## WORK REQUIRED
Go through the data below and copy it exactly, skipping every picture.

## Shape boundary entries
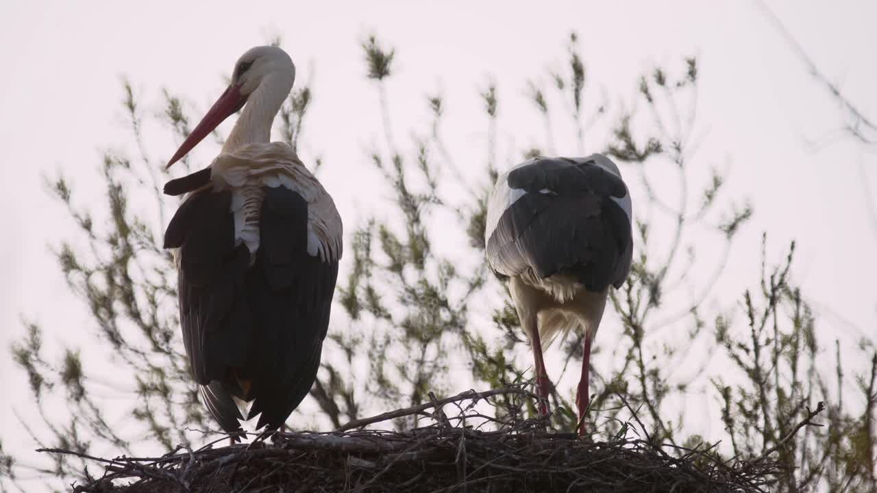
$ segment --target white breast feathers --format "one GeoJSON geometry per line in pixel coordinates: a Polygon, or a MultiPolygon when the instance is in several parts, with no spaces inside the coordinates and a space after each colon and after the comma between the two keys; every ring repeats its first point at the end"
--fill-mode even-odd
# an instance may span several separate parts
{"type": "Polygon", "coordinates": [[[235,241],[259,249],[264,187],[286,187],[308,203],[308,253],[324,261],[341,258],[341,218],[323,185],[289,145],[254,143],[219,154],[210,165],[214,189],[232,190],[235,241]]]}

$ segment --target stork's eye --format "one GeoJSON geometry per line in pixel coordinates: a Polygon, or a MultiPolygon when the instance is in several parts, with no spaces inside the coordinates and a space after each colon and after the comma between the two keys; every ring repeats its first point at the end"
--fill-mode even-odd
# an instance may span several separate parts
{"type": "Polygon", "coordinates": [[[251,65],[253,65],[252,61],[241,61],[240,65],[238,66],[238,76],[240,77],[243,75],[244,72],[246,72],[246,70],[250,68],[251,65]]]}

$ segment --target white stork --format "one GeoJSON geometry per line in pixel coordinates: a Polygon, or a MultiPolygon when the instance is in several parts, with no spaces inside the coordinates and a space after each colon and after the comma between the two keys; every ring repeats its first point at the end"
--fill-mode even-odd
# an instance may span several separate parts
{"type": "Polygon", "coordinates": [[[243,108],[209,167],[165,185],[166,194],[189,194],[164,242],[176,249],[186,354],[207,409],[229,432],[241,431],[245,414],[259,415],[257,429],[286,421],[314,382],[329,325],[341,218],[292,147],[270,141],[295,78],[281,48],[245,53],[168,163],[243,108]]]}
{"type": "MultiPolygon", "coordinates": [[[[548,413],[551,382],[543,361],[558,334],[585,334],[579,421],[588,409],[591,343],[609,287],[620,288],[633,254],[631,204],[609,158],[535,158],[496,181],[484,232],[488,263],[509,280],[521,326],[533,350],[539,413],[548,413]]],[[[561,338],[563,337],[561,335],[561,338]]],[[[582,433],[584,427],[580,426],[582,433]]]]}

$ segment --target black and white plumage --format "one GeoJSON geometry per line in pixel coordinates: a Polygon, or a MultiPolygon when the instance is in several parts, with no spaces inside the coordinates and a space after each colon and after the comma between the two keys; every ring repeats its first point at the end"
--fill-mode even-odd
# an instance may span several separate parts
{"type": "Polygon", "coordinates": [[[580,416],[587,410],[591,342],[609,287],[620,288],[631,269],[631,211],[618,168],[601,154],[532,159],[496,182],[488,203],[487,261],[509,280],[532,346],[542,413],[551,384],[543,345],[571,329],[585,332],[576,402],[580,416]]]}
{"type": "Polygon", "coordinates": [[[294,78],[282,49],[246,52],[168,164],[243,107],[210,166],[165,185],[169,195],[189,194],[165,247],[176,249],[191,371],[226,432],[257,415],[257,429],[284,423],[314,382],[329,325],[341,220],[292,147],[269,142],[294,78]],[[244,403],[252,403],[246,416],[244,403]]]}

## ANSWER TO THIS PROBLEM
$ segment --target white breast feathers --format "one GeoJSON geometry per line in pixel coordinates: a Polygon, or a MultiPolygon when the instance is in several parts, with no spaces inside the coordinates and a space after each colon and after the comma between the two keys; every ring repeats its first point at the end"
--fill-mode even-odd
# an instance may span several separate parts
{"type": "Polygon", "coordinates": [[[235,241],[259,249],[264,187],[286,187],[308,203],[308,253],[324,261],[341,258],[341,218],[323,185],[289,145],[254,143],[219,154],[210,165],[214,189],[232,190],[235,241]]]}

$ segment --target stork's eye --format "one GeoJSON geometry per line in pixel coordinates: a Polygon, or a MultiPolygon when the instance is in several parts, with no spaces inside the coordinates and a space after each colon and after the comma between the two keys; every ring repeats its first point at the end"
--fill-mode even-odd
# an instance may span several separate parts
{"type": "Polygon", "coordinates": [[[251,65],[253,65],[252,61],[241,61],[240,65],[238,66],[238,76],[240,77],[243,75],[244,72],[246,72],[246,70],[250,68],[251,65]]]}

$ segment --target white stork --format "one GeoJSON geometry per line in pixel coordinates: a Polygon, or a MultiPolygon when the instance is in several parts, with no spaces inside the coordinates and a space after each colon and after the comma between the two keys; every ring repeats its first point at the end"
--fill-mode even-odd
# an instance may span several separate parts
{"type": "Polygon", "coordinates": [[[243,108],[209,167],[165,185],[166,194],[189,194],[164,242],[176,249],[186,354],[207,409],[229,432],[241,431],[245,414],[259,415],[257,429],[286,421],[314,382],[329,325],[341,218],[292,147],[270,141],[295,78],[281,48],[245,53],[168,163],[243,108]]]}
{"type": "MultiPolygon", "coordinates": [[[[548,413],[551,382],[543,361],[558,334],[585,334],[579,421],[588,409],[591,343],[609,287],[620,288],[633,254],[631,204],[609,158],[535,158],[496,181],[484,232],[488,263],[509,280],[521,326],[533,350],[539,413],[548,413]]],[[[561,338],[563,337],[561,335],[561,338]]],[[[582,433],[584,427],[580,426],[582,433]]]]}

$ segment --target black and white plumage --format "one GeoJSON geometry per line in pixel coordinates: a Polygon, or a MultiPolygon when the instance is in several parts, with no spaces inside the coordinates and a space after each colon and after the comma between the two keys; every ring repeats its first point at the end"
--fill-mode even-odd
# an instance may span several separate parts
{"type": "Polygon", "coordinates": [[[580,416],[587,410],[591,342],[609,287],[620,288],[631,269],[631,211],[618,168],[601,154],[532,159],[496,182],[488,203],[487,261],[509,280],[532,346],[542,413],[551,384],[543,345],[571,329],[585,332],[576,402],[580,416]]]}
{"type": "Polygon", "coordinates": [[[294,78],[282,49],[246,52],[168,164],[243,107],[210,166],[165,185],[169,195],[189,194],[165,247],[176,249],[191,371],[226,432],[257,415],[257,429],[284,423],[314,382],[329,325],[341,220],[292,147],[269,142],[294,78]],[[244,403],[252,403],[246,416],[244,403]]]}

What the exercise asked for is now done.